▸ **Task directions**
Copy every record below exactly.

▸ **Task input**
╭──

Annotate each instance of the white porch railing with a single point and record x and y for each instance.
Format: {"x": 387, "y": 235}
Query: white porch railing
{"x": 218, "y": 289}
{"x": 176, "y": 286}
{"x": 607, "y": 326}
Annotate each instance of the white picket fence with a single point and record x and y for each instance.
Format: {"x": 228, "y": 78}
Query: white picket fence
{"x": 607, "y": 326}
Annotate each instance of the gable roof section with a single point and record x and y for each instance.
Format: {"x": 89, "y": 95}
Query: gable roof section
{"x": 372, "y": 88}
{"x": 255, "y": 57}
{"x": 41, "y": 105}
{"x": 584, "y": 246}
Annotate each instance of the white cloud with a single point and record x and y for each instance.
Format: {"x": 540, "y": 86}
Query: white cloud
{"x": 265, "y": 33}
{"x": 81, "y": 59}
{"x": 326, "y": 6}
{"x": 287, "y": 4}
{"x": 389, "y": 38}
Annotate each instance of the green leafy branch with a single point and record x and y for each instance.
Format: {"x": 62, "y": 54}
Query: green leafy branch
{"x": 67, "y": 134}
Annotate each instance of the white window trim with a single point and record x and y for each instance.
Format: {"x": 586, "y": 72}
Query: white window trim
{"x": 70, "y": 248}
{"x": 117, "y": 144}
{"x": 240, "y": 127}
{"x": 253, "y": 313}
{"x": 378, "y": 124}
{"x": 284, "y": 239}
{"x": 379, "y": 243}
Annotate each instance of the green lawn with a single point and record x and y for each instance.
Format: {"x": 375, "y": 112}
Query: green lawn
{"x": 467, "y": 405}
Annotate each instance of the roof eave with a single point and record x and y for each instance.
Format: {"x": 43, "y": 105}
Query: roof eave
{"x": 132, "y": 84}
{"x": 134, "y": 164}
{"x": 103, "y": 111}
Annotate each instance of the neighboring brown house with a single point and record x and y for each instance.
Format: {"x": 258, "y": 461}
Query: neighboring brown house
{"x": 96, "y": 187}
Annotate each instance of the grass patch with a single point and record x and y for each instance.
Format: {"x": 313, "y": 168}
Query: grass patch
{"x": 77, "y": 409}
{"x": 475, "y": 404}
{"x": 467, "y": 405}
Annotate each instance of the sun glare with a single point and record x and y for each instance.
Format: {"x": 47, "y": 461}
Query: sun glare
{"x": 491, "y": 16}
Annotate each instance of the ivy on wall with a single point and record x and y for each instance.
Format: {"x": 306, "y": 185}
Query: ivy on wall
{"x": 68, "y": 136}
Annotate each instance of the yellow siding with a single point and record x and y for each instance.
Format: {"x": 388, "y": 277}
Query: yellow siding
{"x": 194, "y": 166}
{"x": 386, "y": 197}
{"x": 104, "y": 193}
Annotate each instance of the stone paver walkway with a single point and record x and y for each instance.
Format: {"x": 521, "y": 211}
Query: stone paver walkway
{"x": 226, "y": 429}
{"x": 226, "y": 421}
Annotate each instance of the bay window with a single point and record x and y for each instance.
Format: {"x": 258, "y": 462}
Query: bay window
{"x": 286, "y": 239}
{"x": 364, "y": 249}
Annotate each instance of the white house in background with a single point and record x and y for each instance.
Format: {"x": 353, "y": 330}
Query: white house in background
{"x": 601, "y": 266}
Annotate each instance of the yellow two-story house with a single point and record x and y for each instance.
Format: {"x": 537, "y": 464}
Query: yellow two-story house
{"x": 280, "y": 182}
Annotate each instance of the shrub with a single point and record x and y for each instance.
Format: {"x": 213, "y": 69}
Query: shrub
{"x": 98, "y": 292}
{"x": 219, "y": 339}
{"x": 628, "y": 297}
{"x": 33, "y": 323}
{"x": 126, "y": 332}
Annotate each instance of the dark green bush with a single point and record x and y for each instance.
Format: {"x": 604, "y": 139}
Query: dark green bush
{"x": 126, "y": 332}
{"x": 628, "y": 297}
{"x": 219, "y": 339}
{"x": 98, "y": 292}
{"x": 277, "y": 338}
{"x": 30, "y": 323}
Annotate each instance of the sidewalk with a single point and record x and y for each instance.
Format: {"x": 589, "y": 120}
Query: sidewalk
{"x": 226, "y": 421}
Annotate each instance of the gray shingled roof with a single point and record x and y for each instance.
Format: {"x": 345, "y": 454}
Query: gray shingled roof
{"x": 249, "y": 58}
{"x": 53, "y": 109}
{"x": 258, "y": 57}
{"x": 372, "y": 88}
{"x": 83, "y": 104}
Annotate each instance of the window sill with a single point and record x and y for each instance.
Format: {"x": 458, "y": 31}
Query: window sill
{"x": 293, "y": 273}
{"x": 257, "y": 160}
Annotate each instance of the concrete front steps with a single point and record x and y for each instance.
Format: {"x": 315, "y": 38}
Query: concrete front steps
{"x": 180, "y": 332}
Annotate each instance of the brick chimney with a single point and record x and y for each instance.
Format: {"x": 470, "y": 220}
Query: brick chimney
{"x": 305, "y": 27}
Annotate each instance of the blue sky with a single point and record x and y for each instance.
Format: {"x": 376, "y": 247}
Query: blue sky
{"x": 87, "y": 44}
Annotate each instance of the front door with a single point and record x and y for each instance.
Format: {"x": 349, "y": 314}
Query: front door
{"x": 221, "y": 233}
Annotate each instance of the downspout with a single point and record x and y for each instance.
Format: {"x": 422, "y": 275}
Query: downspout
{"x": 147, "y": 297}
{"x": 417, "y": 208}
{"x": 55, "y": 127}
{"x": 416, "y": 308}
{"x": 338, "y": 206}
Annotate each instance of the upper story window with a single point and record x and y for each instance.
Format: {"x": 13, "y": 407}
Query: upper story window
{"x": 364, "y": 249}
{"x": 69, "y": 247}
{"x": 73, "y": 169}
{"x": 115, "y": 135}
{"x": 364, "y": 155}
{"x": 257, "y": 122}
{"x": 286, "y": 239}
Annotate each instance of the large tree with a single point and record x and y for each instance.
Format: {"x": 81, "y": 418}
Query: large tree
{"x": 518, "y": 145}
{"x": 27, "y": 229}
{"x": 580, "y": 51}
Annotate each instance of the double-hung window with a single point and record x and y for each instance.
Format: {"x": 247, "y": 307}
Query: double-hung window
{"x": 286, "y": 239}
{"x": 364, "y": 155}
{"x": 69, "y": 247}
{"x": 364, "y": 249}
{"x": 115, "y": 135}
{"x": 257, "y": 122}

╰──

▸ **Result for this task**
Annotate each instance of the white porch railing with a single point and record x and y for each instance.
Format: {"x": 387, "y": 235}
Query: white porch railing
{"x": 218, "y": 289}
{"x": 176, "y": 286}
{"x": 607, "y": 326}
Annotate each instance of the white picket fence with a single point and record x and y for each instance.
Format: {"x": 228, "y": 78}
Query: white picket fence
{"x": 607, "y": 326}
Annotate each instance of the gable roof section with a single point and record x and y for each instance.
Format: {"x": 89, "y": 95}
Query: gable roof section
{"x": 372, "y": 88}
{"x": 255, "y": 57}
{"x": 41, "y": 105}
{"x": 584, "y": 246}
Annotate each instance of the white cloud with a single point and record x and y for each instance.
Format: {"x": 540, "y": 86}
Query: white cloud
{"x": 265, "y": 33}
{"x": 81, "y": 59}
{"x": 326, "y": 6}
{"x": 287, "y": 4}
{"x": 389, "y": 38}
Annotate each instance of the green leafy branch with a single point and record x and y for each instance.
Format: {"x": 62, "y": 54}
Query: green leafy branch
{"x": 67, "y": 134}
Annotate each instance of the white window trim with a single point and record x and y for each instance.
Format: {"x": 586, "y": 72}
Query: white window trim
{"x": 70, "y": 248}
{"x": 117, "y": 144}
{"x": 240, "y": 127}
{"x": 253, "y": 313}
{"x": 378, "y": 124}
{"x": 284, "y": 239}
{"x": 379, "y": 243}
Annotate each instance of the green lawn with a single point and record x and y for each instance.
Format: {"x": 375, "y": 112}
Query: green lawn
{"x": 467, "y": 405}
Annotate each instance of the roof eave with a single point and record x and y for each instance.
Format: {"x": 43, "y": 105}
Query: roof eave
{"x": 132, "y": 84}
{"x": 134, "y": 164}
{"x": 103, "y": 111}
Annotate each instance of the neighboring brown house with a single point and record x and y for each instance.
Format: {"x": 258, "y": 461}
Query: neighboring brown house
{"x": 96, "y": 187}
Annotate each instance of the grass patch with a single point and record x and y for each instance.
Format: {"x": 313, "y": 168}
Query: grass patch
{"x": 77, "y": 409}
{"x": 475, "y": 404}
{"x": 467, "y": 405}
Annotate each instance of the sun glare with a single point and record x and y for each instance.
Format: {"x": 47, "y": 461}
Query: sun glare
{"x": 491, "y": 16}
Annotate each instance of the ivy on wall with a single point and record x and y for each instance.
Format: {"x": 306, "y": 185}
Query: ivy on wall
{"x": 68, "y": 136}
Annotate each instance of the yellow siding with a single point and record x and y for each instance.
Format: {"x": 388, "y": 277}
Query: yellow siding
{"x": 194, "y": 166}
{"x": 386, "y": 197}
{"x": 104, "y": 193}
Annotate each instance of the stone paver walkway with a single point and record x and y for each instance.
Format: {"x": 521, "y": 211}
Query: stone paver walkway
{"x": 226, "y": 429}
{"x": 226, "y": 421}
Annotate each instance of the bay window with a single point and record x and y for each instance.
Format: {"x": 258, "y": 462}
Query: bay window
{"x": 286, "y": 239}
{"x": 364, "y": 249}
Annotate each instance of the white house in background with a single point and record x and y for each instance.
Format: {"x": 353, "y": 330}
Query: white house in background
{"x": 601, "y": 266}
Annotate each instance of the yellow two-story house with a single point and record x and y for each instance.
Format: {"x": 537, "y": 464}
Query: yellow two-story house
{"x": 280, "y": 182}
Annotate each instance of the shrub with a single point and record x and y for each instance.
Format: {"x": 213, "y": 69}
Query: shrub
{"x": 98, "y": 292}
{"x": 219, "y": 339}
{"x": 628, "y": 297}
{"x": 33, "y": 323}
{"x": 126, "y": 332}
Annotate each instance of the dark green bush with a single point and record x and y for each instance.
Format: {"x": 604, "y": 139}
Query: dark green bush
{"x": 126, "y": 332}
{"x": 628, "y": 297}
{"x": 219, "y": 339}
{"x": 98, "y": 292}
{"x": 277, "y": 338}
{"x": 30, "y": 323}
Annotate each instance of the sidewalk with a single point and record x and y for each instance.
Format: {"x": 589, "y": 120}
Query: sidewalk
{"x": 226, "y": 421}
Annotate each instance of the gray shingled roof with a single point and record x and y for each instance.
Format: {"x": 345, "y": 454}
Query: gray shingled roof
{"x": 249, "y": 58}
{"x": 53, "y": 109}
{"x": 258, "y": 57}
{"x": 372, "y": 88}
{"x": 83, "y": 104}
Annotate each instance of the window sill with a single point and record x and y for each instance.
Format: {"x": 458, "y": 31}
Query: window sill
{"x": 293, "y": 273}
{"x": 257, "y": 160}
Annotate each instance of the concrete front steps with a single point and record x and y for each instance.
Format: {"x": 315, "y": 38}
Query: concrete front steps
{"x": 180, "y": 332}
Annotate each instance of the brick chimney with a single point and record x and y for each instance.
Format: {"x": 470, "y": 220}
Query: brick chimney
{"x": 305, "y": 27}
Annotate each instance of the blue sky with a single point and record x and y for each instance.
Format: {"x": 376, "y": 247}
Query: blue sky
{"x": 87, "y": 44}
Annotate each instance of the front door with a single point and record x and y for each instance.
Format: {"x": 349, "y": 314}
Query: front door
{"x": 221, "y": 233}
Annotate each instance of the downspout with a single point and record x and y for each instance.
Format: {"x": 422, "y": 275}
Query: downspout
{"x": 147, "y": 297}
{"x": 417, "y": 208}
{"x": 55, "y": 127}
{"x": 416, "y": 308}
{"x": 338, "y": 206}
Annotate each instance of the upper story window with a single point and record x and y for each instance.
Format: {"x": 13, "y": 407}
Query: upper story window
{"x": 364, "y": 249}
{"x": 69, "y": 247}
{"x": 73, "y": 169}
{"x": 115, "y": 135}
{"x": 364, "y": 155}
{"x": 257, "y": 122}
{"x": 286, "y": 239}
Annotate each instance of the large tree with a single point and record x and y for each instance.
Format: {"x": 81, "y": 418}
Query: large tree
{"x": 518, "y": 145}
{"x": 27, "y": 229}
{"x": 580, "y": 51}
Annotate each instance of the double-hung window with a single point and record x and y for each instance.
Format: {"x": 247, "y": 307}
Query: double-hung window
{"x": 286, "y": 239}
{"x": 364, "y": 155}
{"x": 69, "y": 247}
{"x": 364, "y": 249}
{"x": 115, "y": 135}
{"x": 257, "y": 122}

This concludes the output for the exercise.